- _Consigne 1_
Dressez la liste de tous les noms de lieux propres cités dans l'extrait sur le sort des minorités en cas de sécession, chacun une seule fois et dans l'ordre de leur première apparition.
- _Consigne 2_
Reportez chaque ligne de la liste qui contient le mot "stew".

- _Extrait du texte_
Comme le démontrent à satiété les événements qui se passent actuellement en Europe de l'Est, le sort réservé aux minorités par des États qui se détachent d'une fédération constitue un prétexte facilement invoqué pour justifier une intervention armée de l'État fédéral dans les affaires d'une région sécessionniste. On peut donc à cet égard agiter l'épouvantail d'une intervention des Forces armées canadiennes [112] dans un Québec qui serait perçu comme tentant d'asservir ses minorités. À ce premier scénario peut s'en ajouter un autre qui s'appliquerait dans le cas de troubles impliquant des minorités autochtones. Une partie considérable des Warriors qui intervinrent au Québec pendant la crise d'Oka provenaient d'autres provinces canadiennes et des États-Unis. On peut penser que le même phénomène se reproduirait si une crise semblable à celle d'Oka avait lieu. Il est douteux que l'État québécois aurait plus de succès qu'en 1990 à empêcher des autochtones en provenance de l'extérieur du Québec de venir à la rescousse de leurs frères menacés.

- _Liste affichée_
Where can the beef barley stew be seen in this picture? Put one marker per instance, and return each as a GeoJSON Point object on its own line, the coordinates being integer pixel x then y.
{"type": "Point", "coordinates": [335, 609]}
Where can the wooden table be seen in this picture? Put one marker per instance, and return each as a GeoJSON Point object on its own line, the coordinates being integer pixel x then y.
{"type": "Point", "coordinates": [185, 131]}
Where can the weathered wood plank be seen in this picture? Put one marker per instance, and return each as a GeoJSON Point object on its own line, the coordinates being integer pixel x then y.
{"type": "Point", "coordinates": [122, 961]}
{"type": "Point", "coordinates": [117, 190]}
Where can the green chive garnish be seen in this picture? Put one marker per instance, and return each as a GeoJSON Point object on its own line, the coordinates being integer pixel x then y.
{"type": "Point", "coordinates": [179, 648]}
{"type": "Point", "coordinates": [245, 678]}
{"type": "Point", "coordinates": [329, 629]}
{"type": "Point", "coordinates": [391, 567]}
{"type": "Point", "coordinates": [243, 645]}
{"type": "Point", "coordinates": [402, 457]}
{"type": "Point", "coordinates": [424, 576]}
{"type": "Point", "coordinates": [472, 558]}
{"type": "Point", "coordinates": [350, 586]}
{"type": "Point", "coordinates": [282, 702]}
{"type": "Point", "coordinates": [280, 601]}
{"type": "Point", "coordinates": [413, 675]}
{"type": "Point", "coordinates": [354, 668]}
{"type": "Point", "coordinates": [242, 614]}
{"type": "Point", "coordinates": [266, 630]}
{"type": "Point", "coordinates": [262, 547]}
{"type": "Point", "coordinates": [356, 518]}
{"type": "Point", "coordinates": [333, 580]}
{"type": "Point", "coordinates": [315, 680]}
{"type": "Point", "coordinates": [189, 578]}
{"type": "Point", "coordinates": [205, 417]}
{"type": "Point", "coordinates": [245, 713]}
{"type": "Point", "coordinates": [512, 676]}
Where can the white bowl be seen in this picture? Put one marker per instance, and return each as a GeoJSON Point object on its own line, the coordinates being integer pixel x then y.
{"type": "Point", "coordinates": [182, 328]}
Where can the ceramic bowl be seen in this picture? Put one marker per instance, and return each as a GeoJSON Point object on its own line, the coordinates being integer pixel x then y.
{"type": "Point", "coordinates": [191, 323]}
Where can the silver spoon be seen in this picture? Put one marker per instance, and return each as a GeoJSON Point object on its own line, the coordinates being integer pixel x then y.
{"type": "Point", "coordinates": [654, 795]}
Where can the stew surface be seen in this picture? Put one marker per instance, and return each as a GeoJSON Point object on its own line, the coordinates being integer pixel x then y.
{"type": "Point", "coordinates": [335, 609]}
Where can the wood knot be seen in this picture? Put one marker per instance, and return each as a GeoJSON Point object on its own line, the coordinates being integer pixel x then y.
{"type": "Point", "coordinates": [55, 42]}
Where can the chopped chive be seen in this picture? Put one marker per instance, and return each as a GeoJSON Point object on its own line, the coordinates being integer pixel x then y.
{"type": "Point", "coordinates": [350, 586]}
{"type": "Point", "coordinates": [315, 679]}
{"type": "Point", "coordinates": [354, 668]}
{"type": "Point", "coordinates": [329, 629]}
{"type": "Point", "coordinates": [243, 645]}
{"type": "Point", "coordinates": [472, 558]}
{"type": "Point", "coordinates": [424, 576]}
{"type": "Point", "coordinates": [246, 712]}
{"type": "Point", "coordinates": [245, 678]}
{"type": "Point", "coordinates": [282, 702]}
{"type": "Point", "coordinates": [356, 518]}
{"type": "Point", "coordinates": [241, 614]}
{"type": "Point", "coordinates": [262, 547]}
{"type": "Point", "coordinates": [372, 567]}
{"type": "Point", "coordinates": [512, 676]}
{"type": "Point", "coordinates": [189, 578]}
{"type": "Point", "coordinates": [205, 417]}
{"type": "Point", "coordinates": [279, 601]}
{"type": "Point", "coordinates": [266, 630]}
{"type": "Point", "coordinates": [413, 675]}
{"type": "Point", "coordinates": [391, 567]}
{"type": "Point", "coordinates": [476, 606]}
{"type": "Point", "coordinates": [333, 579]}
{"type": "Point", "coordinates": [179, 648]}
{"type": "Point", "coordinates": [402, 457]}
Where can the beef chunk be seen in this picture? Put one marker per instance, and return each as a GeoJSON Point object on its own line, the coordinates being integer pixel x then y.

- _Réponse attendue 1_
Europe de l'Est
Québec
Oka
États-Unis

- _Réponse attendue 2_
Where can the beef barley stew be seen in this picture? Put one marker per instance, and return each as a GeoJSON Point object on its own line, the coordinates being integer pixel x then y.
Where can the stew surface be seen in this picture? Put one marker per instance, and return each as a GeoJSON Point object on its own line, the coordinates being integer pixel x then y.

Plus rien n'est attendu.